• Tâches à réaliser
A. Indiquez si chacune des affirmations suivantes concorde avec le texte sur l'exposition de photographies, en répondant par oui ou par non et en citant mot pour mot les mots du texte qui tranchent : (i) les commissaires ont organisé l'exposition selon une structure chronologique ; (ii) les œuvres sont réparties dans six sections thématiques ; (iii) les catégories retenues sont présentées comme étanches.
B. Poursuivez le texte sur l'exposition de photographies à partir de l'endroit où il s'arrête.

• Passage fourni
Mais si, pour Man Ray, « la photographie n’est pas l’art » car « l’art n’est pas la photographie », c’est parce que la fascination pour la photographie en tant qu'oeuvre d'art se dissout peu à peu dans les années 1930. Man Ray cherche alors à mettre en exergue la spécificité de l’image photographique en tant qu’objet visuel.
Pour l’exposition, les deux commissaires Régis Durand et David Rosenberg ont choisi de ne pas suivre une structure chronologique ni historique, mais de répartir les oeuvres dans six sections thématiques : « Corps », « Objets », « Espaces », « Scènes », « Masques et visages », « Lettres et mots », qui invitent à la création de relations originales entre des périodes et des artistes différents, qui poussent à de nouvelles comparaisons. L’exposition n’essaie pas de reproduire l’espace privé de chaque photographie mais bien de présenter un ensemble d’oeuvres qui dialoguent entre elles et qui se rejoignent par un fil conducteur. Autour du noyau central, on peut en effet voir se développer six
lignes de force. Ces lignes pourraient bien entendu encore être étendues et affinées mais celles-ci sont les plus représentatives. Certaines (« Corps » et « Objets », par exemple) sont récurrentes dans la photographie de l’entre deux-guerres. D’autres, sans pour autant être propres à la seule collection Sylvio Perlstein, y occupent une place particulière et méritent donc d’être prises en compte. C’est le cas des masques et des visages, des espaces, des mots, et de ce que nous avons appelé « Scènes », c’est-à-dire une situation qui semble dans l’attente d’un événement ou de l’amorce d’un récit. Ces catégories ne sont pas de simples découpages iconographiques, elles ne sont pas non plus étanches et s’interpénètrent donc sans cesse. C’est la récurrence de certains motifs à travers différentes époques et styles qui va progressivement constituer ces catégories que s’approprie ensuite l’histoire de la photographie.

• Matériel répertorié
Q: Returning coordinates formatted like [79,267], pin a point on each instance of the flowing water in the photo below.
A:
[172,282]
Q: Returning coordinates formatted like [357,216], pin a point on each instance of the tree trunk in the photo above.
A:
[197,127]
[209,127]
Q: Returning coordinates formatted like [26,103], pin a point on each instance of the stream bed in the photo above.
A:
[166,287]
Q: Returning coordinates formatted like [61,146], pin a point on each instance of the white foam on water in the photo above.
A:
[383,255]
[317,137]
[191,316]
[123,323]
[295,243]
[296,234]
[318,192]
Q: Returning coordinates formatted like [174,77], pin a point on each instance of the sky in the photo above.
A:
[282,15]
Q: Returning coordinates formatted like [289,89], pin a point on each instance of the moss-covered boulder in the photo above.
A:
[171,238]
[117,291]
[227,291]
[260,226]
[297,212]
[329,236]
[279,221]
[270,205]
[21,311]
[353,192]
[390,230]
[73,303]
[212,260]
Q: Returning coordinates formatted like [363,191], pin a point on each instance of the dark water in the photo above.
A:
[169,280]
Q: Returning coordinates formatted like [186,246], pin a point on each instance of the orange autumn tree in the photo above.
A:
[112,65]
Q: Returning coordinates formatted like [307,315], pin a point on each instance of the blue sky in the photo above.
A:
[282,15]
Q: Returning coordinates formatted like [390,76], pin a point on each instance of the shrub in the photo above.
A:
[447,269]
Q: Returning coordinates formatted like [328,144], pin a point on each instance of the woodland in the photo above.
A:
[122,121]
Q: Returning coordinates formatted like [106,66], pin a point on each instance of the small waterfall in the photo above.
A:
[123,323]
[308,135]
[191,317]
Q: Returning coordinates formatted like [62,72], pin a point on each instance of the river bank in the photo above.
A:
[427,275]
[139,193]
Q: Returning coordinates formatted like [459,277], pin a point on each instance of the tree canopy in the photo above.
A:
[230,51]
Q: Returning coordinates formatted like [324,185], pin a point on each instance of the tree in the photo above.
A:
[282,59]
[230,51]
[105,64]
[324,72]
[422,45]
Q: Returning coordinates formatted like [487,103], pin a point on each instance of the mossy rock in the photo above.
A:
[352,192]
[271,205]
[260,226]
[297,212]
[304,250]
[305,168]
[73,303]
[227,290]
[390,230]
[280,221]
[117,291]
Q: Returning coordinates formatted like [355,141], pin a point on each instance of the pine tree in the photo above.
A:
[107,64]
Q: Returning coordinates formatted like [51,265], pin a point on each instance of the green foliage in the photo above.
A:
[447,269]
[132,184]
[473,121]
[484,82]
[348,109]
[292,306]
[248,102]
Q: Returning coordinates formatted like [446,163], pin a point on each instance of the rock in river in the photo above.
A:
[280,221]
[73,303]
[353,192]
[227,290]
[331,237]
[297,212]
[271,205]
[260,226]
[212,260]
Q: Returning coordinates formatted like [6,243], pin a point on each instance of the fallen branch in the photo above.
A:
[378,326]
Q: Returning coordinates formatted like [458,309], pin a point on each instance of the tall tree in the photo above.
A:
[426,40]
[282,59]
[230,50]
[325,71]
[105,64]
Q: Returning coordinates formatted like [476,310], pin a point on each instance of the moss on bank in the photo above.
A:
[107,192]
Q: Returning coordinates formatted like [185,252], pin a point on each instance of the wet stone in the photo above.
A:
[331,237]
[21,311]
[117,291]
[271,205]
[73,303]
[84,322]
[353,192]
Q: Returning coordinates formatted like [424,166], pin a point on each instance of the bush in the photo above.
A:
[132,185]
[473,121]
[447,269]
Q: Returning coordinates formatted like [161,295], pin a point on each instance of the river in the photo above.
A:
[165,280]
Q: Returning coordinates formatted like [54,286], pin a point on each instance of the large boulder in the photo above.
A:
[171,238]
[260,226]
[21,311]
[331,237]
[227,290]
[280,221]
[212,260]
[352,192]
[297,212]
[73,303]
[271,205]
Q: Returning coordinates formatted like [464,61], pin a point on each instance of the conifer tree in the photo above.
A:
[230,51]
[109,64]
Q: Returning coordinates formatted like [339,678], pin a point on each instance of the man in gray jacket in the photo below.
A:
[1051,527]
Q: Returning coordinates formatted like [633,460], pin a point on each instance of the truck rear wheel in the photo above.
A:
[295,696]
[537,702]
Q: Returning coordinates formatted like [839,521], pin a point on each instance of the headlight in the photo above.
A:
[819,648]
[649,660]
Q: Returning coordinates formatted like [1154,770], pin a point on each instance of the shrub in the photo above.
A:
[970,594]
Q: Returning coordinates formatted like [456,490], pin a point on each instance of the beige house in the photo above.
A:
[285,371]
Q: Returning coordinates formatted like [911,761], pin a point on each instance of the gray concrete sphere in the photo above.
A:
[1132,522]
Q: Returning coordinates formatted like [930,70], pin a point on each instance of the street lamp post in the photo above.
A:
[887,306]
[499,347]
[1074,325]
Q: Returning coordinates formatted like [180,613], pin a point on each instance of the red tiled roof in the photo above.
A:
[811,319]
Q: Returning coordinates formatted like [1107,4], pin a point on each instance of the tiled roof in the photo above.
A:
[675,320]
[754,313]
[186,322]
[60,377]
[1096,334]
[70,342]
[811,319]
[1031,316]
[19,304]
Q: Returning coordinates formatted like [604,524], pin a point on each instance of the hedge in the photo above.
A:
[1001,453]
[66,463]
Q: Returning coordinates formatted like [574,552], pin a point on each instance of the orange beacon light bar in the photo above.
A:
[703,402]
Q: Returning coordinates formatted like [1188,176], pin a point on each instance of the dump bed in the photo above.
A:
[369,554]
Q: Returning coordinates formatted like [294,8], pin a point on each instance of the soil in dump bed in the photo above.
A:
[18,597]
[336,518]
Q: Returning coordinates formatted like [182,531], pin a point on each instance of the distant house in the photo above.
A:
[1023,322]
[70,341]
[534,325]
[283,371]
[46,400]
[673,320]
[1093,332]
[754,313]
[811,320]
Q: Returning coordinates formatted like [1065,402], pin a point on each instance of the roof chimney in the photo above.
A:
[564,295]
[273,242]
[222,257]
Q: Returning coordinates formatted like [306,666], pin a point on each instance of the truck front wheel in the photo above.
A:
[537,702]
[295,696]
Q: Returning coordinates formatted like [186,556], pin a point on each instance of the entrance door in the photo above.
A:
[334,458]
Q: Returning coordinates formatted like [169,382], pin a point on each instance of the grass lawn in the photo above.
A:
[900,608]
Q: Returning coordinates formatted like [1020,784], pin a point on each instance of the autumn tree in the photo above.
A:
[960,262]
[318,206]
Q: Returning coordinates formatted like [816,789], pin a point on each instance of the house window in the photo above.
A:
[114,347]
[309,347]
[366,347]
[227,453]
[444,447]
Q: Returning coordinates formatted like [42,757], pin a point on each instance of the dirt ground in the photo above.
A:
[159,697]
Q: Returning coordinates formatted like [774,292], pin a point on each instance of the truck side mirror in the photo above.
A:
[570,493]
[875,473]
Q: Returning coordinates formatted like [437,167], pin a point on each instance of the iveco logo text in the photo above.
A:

• Réponses aux tâches
A.
(i) Non : « ont choisi de ne pas suivre une structure chronologique ni historique ».
(ii) Oui : « de répartir les oeuvres dans six sections thématiques ».
(iii) Non : « elles ne sont pas non plus étanches et s’interpénètrent donc sans cesse ».

B.
Certaines des photographies de la collection sont parfaitement autonomes et d’autres dialoguent plus particulièrement avec les autres oeuvres (sculptures, peintures, vidéos et objets) de cette même collection. Pour illustrer ce fait, nous avons choisi d’exposer quelques-uns de ces objets, aux côtés de certaines photographies, dans le but de révéler des liens pertinents qui pourraient passer inaperçus. Cette piste pourrait par ailleurs être développée plus en profondeur lors d’un autre événement culturel. La présentation des oeuvres de l’exposition tente de créer un sentiment d’énergie explosive de l’ensemble, mais aussi de susciter le repos de l’oeil sur chaque image individuelle.